'''

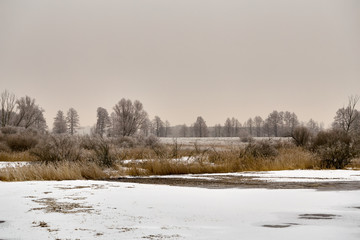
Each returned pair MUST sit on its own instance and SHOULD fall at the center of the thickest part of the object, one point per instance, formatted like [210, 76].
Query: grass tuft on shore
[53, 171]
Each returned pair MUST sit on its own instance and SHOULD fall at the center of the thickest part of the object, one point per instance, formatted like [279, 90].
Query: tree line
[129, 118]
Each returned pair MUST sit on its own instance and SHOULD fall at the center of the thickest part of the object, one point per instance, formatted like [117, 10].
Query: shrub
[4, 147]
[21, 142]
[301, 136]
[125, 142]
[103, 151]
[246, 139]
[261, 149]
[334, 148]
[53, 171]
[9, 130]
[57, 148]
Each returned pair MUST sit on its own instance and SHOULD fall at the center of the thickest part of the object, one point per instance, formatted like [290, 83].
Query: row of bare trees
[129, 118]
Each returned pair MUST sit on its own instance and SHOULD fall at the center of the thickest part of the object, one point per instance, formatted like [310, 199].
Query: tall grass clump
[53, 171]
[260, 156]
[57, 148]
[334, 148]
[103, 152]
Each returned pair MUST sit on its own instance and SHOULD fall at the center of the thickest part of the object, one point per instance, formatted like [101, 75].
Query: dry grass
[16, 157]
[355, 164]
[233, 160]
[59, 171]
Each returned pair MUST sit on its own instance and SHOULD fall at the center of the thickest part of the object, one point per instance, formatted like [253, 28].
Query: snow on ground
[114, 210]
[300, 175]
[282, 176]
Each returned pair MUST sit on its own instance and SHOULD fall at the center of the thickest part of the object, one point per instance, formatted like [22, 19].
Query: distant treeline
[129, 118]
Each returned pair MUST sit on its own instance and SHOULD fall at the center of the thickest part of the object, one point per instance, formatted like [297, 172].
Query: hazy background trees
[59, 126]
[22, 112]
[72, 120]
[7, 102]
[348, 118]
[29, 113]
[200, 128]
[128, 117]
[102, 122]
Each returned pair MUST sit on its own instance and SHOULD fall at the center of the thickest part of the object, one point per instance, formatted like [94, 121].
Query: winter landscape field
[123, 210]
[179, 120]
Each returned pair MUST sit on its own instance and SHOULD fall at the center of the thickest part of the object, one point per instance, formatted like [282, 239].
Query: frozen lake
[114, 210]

'''
'''

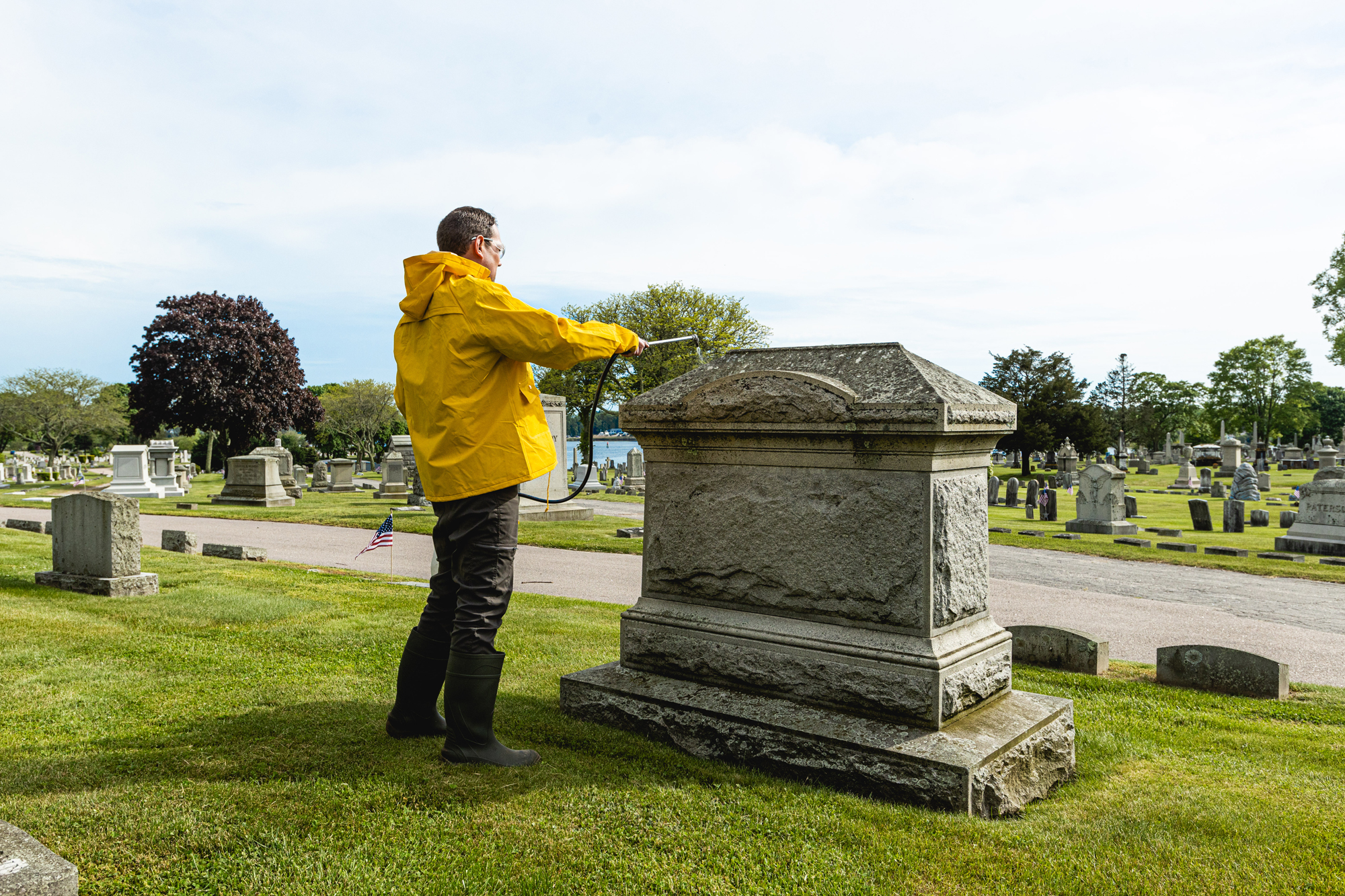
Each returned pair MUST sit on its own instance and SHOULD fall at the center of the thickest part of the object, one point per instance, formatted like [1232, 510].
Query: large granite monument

'''
'''

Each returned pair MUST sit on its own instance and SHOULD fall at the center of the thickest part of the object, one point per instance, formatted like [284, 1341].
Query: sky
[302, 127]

'''

When you reach the line in the material above that holds "like [1232, 510].", begin reproducing lines exactly, and stop after the line that holds "Query: large granite monument".

## SOLUTION
Each returned pair MUST sit on its own instance and SHOULD fall at the center of the thickest part of the object, one point per instance, formatted like [1232, 510].
Query: large granite monument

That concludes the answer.